■ Set exercise A:
Reproduce word for word the stretch of the thread on neural and Markov code generation below, from "Anyway, I agree" through "plain look-up tables.".

── Article

The fact that it is even able to produce legible code is amazing, and suggests that we might not be that far of from NNs that can write actually usable code. Still some ways away, but not multiple decades.
The fact that it is even able to produce legible code is amazing
Somewhat. Look at what happens when you generate code from a simple character-level Markov language model (that’s just a look up table that gives the probability of the next character conditioned on the last n characters, estimated by frequency counts on the training corpus).
An order-20 language model generates fairly legible code, with sensible use of keywords, identifier names and even comments. The main difference with the RNN language model is that the RNN learns to do proper identation and bracket matching, while the Markov model can’t do it except at shot range.
While, as remarked by Yoav Goldberg, it is impressive that the RNN could learn to do this, learning to match brackets and ident blocks seems very far from learning to write correct and purposeful code.
Anyway, this code generation example is pretty much of a stunt, not a very interesting task. If you gave the Linux kernel source code to a human who has never programmed and doesn’t speak English and asked them to write something that looks like it, I doubt that they would be able to do much better.
Better examples of code generation using NNs (actually, log-bilinear models) or Bayesian models exist (ref, ref). In these works syntactic correctness is already guaranteed and the ML model only focuses on semantics.
The difference with Markov models is they tend to overfit at that level. At 20 characters deep, you are just copy and pasting large sections of existing code and language. Not generating entirely unseen samples. You can do a similar thing with RNNs, by training them only on one document. They will be able to reproduce that document exactly, but nothing else.
To properly compare with a markov model, you’d need to first tune it so it doesn’t overfit. That is, when it’s looking at an entirely unseen document, it’s guess of what the next character should be is most likely to be correct. The best setting for that is probably only 3-5 characters, not 20. And when you generate from that, the output will be much less legible. (And even that’s kind of cheating, since markov models can’t give any prediction for sequences it’s never seen before.)
Generating samples is just a way to see what patterns the RNN has learned. And while it’s far from perfect, it’s still pretty impressive. It’s learned a lot about syntax, a lot about variable names, a lot about common programming idioms, and it’s even learned some English from just code comments.
The best setting for that is probably only 3-5 characters, not 20.
In NLP applications where Markov language models are used, such as speech recognition and machine translation, the typical setting is 3 to 5 words. 20 characters correspond to about 4 English words, which is in this range.
Anyway, I agree that in this case the order-20 Markov model seems to overfit (Googling some lines from the snippets in the post often locates them in an original source file, which doesn’t happen as often with the RNN snippets). This may be due to the lack of regularization (“smoothing”) in the probability estimation and the relatively small size of the training corpus: 474 MB versus the >10 GB corpora which are typically used in NLP applications. Neural networks need lots of data, but still less than plain look-up tables.

────
── Provided records

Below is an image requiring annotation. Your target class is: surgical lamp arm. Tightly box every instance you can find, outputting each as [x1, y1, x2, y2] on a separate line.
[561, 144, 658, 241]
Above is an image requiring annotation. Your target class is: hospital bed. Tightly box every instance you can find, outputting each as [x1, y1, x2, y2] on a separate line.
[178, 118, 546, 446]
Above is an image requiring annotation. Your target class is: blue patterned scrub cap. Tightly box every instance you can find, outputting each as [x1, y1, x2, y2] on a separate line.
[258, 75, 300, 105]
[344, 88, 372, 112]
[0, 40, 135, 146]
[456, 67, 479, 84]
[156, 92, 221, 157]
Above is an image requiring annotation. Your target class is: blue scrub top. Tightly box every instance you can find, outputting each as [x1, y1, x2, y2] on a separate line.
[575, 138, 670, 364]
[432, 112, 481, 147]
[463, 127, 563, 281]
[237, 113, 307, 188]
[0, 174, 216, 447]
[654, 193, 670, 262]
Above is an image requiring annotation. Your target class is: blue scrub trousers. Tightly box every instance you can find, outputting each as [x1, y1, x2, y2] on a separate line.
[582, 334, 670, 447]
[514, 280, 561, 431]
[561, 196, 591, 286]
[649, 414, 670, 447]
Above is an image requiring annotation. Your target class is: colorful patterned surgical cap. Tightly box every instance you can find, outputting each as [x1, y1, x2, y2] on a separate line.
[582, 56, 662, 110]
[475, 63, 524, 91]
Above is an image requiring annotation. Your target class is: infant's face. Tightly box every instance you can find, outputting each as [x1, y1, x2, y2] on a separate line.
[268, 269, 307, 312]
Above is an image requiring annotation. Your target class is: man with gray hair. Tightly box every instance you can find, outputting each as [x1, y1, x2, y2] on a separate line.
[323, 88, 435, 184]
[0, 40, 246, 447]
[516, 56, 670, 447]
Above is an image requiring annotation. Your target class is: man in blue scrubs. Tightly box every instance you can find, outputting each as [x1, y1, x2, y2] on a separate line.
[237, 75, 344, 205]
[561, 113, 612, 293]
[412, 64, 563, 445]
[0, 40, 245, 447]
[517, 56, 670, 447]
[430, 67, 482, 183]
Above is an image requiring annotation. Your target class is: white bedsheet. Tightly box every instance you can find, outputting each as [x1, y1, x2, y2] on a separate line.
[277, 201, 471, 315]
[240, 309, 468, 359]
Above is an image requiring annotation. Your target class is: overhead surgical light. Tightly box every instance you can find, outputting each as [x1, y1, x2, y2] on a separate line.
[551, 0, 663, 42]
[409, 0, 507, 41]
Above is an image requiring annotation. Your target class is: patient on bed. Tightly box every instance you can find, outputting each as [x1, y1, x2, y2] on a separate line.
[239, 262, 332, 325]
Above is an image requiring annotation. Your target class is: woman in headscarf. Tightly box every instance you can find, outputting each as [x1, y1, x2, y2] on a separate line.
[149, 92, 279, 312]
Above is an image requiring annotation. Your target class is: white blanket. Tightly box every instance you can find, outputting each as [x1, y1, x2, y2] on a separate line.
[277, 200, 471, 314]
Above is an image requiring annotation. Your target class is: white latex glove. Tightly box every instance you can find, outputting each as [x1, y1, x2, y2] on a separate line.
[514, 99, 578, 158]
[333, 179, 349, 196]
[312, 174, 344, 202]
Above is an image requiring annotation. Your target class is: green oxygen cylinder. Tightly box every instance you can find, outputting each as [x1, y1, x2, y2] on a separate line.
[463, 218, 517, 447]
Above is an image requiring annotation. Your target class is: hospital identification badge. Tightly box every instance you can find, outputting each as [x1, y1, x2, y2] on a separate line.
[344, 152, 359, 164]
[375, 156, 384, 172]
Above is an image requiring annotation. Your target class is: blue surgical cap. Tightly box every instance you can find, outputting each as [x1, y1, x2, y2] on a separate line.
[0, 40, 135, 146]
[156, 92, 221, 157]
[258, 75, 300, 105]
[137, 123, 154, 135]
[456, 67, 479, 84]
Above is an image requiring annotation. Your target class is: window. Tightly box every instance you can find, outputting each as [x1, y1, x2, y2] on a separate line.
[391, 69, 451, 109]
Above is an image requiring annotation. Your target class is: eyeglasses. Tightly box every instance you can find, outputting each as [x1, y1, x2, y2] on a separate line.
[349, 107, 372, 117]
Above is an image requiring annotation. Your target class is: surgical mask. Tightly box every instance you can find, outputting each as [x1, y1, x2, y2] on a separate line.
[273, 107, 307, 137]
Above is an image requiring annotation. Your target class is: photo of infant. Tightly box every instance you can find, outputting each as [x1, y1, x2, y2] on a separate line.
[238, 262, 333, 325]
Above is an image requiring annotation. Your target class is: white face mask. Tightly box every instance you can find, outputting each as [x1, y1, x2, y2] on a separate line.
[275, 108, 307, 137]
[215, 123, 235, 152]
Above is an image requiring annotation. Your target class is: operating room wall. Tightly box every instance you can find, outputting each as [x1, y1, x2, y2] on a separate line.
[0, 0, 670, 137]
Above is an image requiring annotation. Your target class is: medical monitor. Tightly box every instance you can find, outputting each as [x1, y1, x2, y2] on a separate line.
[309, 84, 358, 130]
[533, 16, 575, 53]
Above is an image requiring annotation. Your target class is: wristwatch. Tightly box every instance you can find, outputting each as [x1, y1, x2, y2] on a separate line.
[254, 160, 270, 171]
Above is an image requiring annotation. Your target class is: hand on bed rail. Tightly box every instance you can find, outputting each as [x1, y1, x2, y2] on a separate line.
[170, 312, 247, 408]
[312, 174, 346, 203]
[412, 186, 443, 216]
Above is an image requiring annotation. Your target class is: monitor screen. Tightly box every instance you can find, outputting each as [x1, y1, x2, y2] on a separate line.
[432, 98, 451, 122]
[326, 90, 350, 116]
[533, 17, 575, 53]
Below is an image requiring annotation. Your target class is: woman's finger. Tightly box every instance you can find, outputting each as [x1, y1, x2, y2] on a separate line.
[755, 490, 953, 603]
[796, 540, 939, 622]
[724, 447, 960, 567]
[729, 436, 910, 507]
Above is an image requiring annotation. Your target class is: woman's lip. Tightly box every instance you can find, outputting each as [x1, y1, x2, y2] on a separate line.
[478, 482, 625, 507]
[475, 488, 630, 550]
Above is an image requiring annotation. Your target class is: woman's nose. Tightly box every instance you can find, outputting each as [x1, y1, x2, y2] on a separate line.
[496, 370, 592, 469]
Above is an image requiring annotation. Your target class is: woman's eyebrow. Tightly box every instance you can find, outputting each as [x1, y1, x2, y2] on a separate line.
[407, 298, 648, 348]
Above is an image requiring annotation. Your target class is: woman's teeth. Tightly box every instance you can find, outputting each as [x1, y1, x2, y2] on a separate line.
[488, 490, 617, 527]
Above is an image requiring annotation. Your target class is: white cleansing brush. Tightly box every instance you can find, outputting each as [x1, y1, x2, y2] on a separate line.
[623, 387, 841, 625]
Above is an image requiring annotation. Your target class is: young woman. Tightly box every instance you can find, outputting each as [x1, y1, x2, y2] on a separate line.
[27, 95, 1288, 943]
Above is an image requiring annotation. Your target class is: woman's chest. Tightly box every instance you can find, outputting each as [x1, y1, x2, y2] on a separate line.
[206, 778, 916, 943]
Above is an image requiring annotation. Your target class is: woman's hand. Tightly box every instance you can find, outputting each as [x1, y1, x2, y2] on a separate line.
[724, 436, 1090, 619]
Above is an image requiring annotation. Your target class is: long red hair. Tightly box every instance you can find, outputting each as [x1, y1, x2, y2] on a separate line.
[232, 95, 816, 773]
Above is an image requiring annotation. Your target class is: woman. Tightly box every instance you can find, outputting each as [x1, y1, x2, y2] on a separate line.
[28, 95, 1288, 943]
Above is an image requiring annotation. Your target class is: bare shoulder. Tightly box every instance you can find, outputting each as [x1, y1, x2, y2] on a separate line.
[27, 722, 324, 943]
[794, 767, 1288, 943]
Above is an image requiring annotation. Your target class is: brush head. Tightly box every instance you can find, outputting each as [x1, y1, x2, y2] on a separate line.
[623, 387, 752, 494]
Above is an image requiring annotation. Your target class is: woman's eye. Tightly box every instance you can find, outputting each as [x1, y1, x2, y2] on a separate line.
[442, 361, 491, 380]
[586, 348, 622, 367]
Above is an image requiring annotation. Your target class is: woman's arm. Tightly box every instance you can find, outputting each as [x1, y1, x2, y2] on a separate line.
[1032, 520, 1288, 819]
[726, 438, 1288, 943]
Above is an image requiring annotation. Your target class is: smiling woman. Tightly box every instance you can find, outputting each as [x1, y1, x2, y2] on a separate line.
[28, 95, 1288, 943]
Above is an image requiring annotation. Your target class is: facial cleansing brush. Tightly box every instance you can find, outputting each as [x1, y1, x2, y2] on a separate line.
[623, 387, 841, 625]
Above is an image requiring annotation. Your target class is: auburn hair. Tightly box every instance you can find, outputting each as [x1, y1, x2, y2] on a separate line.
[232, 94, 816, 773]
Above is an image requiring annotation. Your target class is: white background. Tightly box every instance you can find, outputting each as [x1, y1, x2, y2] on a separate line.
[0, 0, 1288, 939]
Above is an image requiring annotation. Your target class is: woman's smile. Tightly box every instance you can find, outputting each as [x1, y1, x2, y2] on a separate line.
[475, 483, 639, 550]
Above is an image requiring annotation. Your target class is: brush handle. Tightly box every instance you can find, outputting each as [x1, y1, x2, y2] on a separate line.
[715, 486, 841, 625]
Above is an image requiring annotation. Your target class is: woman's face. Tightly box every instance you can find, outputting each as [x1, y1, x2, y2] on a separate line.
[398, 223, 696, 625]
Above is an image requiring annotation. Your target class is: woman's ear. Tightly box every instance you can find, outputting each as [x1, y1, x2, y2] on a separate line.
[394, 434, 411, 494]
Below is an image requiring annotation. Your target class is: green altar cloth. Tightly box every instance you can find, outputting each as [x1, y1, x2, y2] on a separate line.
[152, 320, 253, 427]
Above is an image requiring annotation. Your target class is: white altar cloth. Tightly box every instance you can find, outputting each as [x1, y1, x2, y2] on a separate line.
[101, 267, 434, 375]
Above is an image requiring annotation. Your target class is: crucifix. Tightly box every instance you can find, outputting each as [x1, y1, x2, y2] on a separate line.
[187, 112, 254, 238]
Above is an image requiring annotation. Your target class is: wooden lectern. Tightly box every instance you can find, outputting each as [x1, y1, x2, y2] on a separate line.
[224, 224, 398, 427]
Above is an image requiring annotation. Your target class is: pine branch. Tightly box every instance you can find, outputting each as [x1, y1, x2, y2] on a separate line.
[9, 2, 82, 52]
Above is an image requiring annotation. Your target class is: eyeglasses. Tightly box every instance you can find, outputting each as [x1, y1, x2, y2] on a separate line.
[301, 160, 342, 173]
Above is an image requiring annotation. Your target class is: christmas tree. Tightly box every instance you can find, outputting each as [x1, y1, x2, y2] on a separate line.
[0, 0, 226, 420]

────

■ Set exercise B:
Turn the stretch of the records above, from their start through the line containing "[561, 144, 658, 241]", into a numbered list, leaving out blank lines and including nothing beyond that line.

■ Solution A:
Anyway, I agree that in this case the order-20 Markov model seems to overfit (Googling some lines from the snippets in the post often locates them in an original source file, which doesn’t happen as often with the RNN snippets). This may be due to the lack of regularization (“smoothing”) in the probability estimation and the relatively small size of the training corpus: 474 MB versus the >10 GB corpora which are typically used in NLP applications. Neural networks need lots of data, but still less than plain look-up tables.

■ Solution B:
1. Below is an image requiring annotation. Your target class is: surgical lamp arm. Tightly box every instance you can find, outputting each as [x1, y1, x2, y2] on a separate line.
2. [561, 144, 658, 241]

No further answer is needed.